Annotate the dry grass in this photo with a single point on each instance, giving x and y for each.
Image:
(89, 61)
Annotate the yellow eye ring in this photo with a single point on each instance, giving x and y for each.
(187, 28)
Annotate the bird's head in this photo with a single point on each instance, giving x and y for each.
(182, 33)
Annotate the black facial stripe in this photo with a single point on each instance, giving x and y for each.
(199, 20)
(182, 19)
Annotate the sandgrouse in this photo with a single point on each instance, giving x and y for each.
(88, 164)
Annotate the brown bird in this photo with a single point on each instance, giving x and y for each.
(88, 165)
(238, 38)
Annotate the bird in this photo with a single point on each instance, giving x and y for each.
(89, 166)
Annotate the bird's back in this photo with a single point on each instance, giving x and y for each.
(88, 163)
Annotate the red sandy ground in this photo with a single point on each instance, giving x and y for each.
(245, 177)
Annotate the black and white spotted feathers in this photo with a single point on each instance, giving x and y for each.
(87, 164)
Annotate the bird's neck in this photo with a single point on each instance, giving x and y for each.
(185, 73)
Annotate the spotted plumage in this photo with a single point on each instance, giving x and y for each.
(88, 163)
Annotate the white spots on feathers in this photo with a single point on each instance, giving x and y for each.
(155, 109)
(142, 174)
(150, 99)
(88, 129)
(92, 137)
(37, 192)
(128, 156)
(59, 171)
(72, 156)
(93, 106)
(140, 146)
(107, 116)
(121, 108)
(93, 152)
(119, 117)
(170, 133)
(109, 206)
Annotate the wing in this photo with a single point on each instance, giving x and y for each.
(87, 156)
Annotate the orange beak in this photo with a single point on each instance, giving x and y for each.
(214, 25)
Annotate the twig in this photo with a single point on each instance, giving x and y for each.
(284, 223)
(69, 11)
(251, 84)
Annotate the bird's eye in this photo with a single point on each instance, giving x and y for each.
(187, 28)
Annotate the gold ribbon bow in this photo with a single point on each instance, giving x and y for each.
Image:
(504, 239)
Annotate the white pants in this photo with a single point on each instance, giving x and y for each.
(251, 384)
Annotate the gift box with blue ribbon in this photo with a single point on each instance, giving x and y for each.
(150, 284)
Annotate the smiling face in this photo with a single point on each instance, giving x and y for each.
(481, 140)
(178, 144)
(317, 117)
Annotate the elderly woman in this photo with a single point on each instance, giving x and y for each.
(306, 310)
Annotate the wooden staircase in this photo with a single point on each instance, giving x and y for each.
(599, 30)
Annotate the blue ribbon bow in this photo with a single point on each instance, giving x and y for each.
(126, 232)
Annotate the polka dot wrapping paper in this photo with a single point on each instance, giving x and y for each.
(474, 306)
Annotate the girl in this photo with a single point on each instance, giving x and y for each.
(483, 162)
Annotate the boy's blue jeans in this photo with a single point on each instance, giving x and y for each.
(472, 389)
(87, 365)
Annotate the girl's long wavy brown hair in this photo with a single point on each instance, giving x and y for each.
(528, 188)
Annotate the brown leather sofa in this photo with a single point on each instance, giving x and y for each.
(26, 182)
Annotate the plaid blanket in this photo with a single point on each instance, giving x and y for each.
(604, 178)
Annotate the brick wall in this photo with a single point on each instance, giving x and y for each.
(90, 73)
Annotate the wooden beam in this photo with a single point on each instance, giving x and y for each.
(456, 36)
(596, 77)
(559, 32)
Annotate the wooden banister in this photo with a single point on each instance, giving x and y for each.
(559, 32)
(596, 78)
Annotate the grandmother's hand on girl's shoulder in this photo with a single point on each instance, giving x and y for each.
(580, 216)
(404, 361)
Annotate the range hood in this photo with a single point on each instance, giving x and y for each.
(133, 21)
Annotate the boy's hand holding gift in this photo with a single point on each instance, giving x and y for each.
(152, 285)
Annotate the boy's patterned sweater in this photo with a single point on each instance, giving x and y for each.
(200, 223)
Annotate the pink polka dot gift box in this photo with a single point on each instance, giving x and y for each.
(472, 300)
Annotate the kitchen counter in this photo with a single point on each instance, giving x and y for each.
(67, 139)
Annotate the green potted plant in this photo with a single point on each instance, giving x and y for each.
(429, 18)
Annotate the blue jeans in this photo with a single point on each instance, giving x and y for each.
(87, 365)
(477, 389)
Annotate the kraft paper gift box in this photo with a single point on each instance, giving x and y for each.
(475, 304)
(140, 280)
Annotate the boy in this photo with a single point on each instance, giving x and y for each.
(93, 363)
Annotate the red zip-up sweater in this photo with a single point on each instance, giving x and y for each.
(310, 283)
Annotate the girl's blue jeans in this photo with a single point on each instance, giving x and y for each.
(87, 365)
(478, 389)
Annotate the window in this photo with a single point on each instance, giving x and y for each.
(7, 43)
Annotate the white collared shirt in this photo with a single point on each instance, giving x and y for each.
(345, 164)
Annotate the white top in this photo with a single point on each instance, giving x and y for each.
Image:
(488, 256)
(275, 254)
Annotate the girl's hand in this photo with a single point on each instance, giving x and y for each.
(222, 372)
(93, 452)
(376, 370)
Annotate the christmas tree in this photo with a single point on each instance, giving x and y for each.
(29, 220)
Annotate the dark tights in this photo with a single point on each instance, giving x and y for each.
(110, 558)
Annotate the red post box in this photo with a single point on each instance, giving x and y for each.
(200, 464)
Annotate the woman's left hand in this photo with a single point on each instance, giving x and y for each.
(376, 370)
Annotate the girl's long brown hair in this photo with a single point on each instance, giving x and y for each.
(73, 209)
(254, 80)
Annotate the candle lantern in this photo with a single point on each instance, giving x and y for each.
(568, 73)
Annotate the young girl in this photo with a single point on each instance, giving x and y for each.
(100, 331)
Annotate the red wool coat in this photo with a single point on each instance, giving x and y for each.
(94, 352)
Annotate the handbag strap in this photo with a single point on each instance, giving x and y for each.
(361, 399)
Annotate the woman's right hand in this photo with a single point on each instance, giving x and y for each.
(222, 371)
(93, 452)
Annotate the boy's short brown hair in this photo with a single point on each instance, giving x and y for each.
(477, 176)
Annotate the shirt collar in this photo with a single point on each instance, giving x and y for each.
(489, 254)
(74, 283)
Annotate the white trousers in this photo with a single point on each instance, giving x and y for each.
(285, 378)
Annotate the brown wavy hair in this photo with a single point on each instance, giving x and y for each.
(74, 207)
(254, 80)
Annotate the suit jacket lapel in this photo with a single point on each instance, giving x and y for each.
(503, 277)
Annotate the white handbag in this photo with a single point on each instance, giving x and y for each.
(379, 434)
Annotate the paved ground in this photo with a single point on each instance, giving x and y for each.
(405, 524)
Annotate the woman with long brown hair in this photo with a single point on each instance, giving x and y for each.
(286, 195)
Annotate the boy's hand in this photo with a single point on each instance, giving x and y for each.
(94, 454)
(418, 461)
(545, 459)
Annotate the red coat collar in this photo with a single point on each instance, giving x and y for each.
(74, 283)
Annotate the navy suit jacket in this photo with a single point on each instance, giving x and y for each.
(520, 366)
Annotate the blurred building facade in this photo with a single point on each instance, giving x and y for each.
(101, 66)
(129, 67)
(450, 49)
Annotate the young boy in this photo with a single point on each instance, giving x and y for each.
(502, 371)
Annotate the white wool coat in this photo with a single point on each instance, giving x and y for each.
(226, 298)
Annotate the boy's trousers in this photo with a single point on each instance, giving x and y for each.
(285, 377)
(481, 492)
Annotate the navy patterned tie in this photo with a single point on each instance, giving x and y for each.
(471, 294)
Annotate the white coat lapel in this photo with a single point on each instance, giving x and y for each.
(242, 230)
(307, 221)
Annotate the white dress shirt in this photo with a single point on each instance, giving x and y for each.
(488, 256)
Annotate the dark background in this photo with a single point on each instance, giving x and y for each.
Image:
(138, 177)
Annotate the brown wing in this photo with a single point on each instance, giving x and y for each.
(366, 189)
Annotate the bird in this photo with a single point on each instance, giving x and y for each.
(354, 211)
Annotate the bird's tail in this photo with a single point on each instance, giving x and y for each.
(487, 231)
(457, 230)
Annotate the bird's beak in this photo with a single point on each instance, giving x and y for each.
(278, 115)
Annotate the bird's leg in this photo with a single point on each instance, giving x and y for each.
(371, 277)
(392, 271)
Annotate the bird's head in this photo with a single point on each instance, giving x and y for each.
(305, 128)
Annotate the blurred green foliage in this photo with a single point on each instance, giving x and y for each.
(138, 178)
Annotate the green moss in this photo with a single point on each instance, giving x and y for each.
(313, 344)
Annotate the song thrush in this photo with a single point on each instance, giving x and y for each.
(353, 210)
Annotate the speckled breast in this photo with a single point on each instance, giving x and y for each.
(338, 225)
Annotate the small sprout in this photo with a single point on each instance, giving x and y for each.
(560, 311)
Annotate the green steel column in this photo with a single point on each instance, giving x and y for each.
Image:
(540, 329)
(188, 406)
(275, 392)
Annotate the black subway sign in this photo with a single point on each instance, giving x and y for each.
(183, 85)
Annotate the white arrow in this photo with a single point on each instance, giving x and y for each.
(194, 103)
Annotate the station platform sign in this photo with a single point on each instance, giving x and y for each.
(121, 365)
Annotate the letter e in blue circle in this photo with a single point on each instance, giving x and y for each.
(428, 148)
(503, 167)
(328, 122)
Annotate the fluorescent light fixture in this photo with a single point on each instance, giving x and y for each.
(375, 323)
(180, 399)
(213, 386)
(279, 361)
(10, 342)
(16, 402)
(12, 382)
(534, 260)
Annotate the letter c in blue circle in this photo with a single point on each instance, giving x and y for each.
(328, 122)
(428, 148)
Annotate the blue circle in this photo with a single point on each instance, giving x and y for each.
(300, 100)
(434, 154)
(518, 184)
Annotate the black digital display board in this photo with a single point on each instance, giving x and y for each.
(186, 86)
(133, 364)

The task
Return, word for word, the part of the data that opens with the line containing "Annotate the green steel" and runs through the last line of the data, including both of those lines.

Exercise output
Annotate the green steel column in this photo with a single point on each instance, giving x and y for each.
Image:
(540, 329)
(188, 406)
(275, 392)
Annotate the black subway sign in this photo with a single point on each instance, giving x and y for each.
(183, 85)
Annotate the white arrow in this photo with a single point on each instance, giving x and y for each.
(194, 103)
Annotate the station platform sign in this photo with a single point on each instance, giving x and y for each.
(121, 365)
Annotate the letter e in blue circle in this photo with a single point on each instance, giving x and y for each.
(428, 148)
(503, 167)
(328, 122)
Annotate the fluorescent light fixture in this photo with a single point on each instance, giving x and y for each.
(375, 323)
(180, 399)
(213, 386)
(279, 361)
(10, 342)
(16, 402)
(12, 382)
(534, 260)
Annotate the letter c in blue circle in this photo with a single point on each instance, giving x and y for each.
(328, 122)
(428, 148)
Annotate the blue circle in this photo with a single point on each instance, giving x and y for each.
(300, 100)
(434, 154)
(518, 184)
Annotate the black digital display board in this photo with a single point on each instance, giving x and y for each.
(186, 86)
(133, 364)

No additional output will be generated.